>> begin DATA FOR PROCESSING

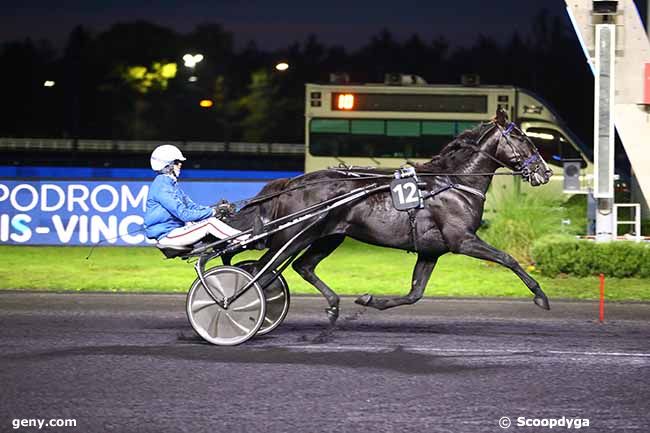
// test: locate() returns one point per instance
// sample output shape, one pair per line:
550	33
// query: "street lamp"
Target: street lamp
192	59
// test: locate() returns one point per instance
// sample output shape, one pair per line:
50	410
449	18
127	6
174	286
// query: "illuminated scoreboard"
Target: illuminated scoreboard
409	102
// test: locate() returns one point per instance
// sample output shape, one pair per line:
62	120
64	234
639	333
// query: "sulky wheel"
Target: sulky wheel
236	323
277	298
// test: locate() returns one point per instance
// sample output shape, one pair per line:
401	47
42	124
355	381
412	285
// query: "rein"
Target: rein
357	176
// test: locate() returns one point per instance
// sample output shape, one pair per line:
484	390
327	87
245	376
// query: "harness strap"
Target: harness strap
414	228
469	189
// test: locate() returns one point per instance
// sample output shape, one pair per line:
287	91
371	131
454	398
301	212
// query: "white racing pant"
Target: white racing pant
193	232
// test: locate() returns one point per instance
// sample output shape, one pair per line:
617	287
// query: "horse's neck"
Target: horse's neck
480	162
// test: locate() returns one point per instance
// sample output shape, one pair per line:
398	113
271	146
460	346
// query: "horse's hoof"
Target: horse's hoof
332	314
542	302
364	300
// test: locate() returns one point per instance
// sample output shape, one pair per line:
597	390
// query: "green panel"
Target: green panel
462	126
403	128
438	128
369	127
329	125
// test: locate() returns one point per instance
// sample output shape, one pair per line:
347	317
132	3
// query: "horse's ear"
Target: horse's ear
502	117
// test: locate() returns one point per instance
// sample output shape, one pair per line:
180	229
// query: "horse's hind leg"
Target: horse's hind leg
421	274
306	264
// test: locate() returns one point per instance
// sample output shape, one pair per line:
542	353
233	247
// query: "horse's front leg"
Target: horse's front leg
473	246
421	274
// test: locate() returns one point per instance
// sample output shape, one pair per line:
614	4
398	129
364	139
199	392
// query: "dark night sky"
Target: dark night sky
277	23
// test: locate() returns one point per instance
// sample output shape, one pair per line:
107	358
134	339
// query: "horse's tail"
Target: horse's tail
266	208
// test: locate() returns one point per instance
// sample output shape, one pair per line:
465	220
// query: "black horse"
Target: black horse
447	222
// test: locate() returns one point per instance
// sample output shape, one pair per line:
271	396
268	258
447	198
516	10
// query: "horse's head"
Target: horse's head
518	152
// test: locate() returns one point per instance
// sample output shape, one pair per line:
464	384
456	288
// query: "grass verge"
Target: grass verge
353	269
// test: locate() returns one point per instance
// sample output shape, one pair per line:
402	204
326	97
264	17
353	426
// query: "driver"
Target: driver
171	217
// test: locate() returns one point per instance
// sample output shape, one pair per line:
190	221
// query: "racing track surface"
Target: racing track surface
131	363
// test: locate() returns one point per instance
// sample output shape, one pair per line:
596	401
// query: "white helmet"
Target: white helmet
164	155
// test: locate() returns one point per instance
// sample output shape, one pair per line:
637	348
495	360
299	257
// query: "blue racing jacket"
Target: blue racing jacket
168	207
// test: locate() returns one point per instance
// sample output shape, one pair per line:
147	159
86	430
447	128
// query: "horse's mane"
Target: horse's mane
455	153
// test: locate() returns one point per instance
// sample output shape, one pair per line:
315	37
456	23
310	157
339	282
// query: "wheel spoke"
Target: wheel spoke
217	285
214	323
248	307
276	297
238	325
200	305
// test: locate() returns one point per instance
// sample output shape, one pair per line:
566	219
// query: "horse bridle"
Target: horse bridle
522	166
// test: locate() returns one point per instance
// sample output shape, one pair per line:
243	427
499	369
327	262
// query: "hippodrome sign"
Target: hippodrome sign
84	213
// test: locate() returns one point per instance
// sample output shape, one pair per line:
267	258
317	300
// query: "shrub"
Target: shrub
562	254
519	219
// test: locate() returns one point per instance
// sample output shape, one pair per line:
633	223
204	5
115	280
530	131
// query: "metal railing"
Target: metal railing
141	146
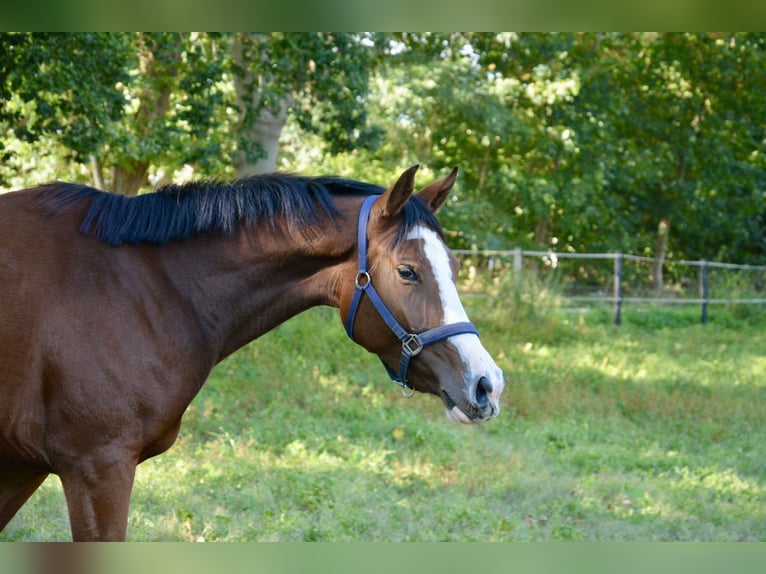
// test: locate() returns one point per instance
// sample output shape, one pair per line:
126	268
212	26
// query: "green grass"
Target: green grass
651	431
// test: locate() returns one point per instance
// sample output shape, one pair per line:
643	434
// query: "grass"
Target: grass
651	431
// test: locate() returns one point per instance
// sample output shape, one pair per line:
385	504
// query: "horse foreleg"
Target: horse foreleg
16	485
97	491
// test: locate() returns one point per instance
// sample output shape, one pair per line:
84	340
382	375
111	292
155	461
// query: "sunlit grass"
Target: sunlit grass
644	432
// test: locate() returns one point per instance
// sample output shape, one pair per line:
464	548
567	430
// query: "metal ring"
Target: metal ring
362	279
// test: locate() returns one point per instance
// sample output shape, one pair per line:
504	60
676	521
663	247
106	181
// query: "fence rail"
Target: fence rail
617	297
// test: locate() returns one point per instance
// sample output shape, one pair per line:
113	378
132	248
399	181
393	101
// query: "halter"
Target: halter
412	343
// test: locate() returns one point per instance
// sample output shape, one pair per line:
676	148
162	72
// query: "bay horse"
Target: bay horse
114	310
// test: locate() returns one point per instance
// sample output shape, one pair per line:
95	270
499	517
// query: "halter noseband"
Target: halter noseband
412	343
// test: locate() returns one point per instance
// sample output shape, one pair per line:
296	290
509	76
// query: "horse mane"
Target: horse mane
179	211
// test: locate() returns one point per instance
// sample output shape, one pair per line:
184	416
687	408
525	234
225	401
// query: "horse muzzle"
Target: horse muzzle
479	401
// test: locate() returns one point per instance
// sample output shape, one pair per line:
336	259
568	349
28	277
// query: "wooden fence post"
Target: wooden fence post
618	288
517	261
703	291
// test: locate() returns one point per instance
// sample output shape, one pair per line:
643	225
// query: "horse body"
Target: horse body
102	348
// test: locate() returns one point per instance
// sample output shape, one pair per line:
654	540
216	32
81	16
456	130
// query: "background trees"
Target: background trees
648	143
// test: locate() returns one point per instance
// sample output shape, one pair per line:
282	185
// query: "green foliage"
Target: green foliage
647	432
641	142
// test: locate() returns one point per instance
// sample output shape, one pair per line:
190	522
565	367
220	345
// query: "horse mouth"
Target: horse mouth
470	414
454	412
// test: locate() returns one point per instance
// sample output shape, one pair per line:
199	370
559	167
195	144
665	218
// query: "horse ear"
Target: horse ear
397	195
435	194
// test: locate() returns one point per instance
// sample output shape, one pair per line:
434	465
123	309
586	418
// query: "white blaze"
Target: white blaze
477	360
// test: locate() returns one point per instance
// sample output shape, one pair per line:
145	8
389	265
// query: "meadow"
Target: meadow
653	431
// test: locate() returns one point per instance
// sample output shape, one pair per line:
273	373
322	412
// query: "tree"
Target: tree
162	100
320	78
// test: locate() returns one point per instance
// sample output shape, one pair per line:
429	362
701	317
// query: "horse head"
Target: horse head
403	304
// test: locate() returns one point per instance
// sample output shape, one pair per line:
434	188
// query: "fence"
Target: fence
617	296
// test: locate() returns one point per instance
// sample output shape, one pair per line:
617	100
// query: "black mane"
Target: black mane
177	212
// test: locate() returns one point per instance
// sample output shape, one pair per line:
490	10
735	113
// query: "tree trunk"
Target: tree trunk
259	125
97	171
663	230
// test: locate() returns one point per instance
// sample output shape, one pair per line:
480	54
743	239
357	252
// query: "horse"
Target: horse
114	310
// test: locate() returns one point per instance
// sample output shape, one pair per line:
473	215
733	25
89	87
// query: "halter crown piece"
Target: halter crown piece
412	343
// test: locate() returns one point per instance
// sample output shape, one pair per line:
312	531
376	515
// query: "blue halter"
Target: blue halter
412	343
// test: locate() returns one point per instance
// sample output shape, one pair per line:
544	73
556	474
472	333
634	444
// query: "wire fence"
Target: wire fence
621	278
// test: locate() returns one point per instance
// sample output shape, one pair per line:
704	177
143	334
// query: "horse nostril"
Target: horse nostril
483	390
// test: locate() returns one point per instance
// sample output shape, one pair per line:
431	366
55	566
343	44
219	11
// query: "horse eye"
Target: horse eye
407	273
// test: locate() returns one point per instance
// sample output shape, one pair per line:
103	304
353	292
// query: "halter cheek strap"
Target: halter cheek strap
412	343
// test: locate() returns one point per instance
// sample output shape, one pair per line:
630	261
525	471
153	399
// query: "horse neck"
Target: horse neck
243	285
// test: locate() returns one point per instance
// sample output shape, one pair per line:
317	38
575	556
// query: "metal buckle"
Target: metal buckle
362	279
412	345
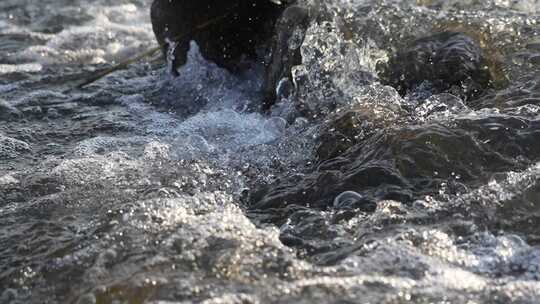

>> end DATA FOR PROCESSING

Pick out every line in the entries above that contains the word "background", and copy each one. Case counts, so count only lines where the word matches that capitalization.

// query: "background trees"
Target: background trees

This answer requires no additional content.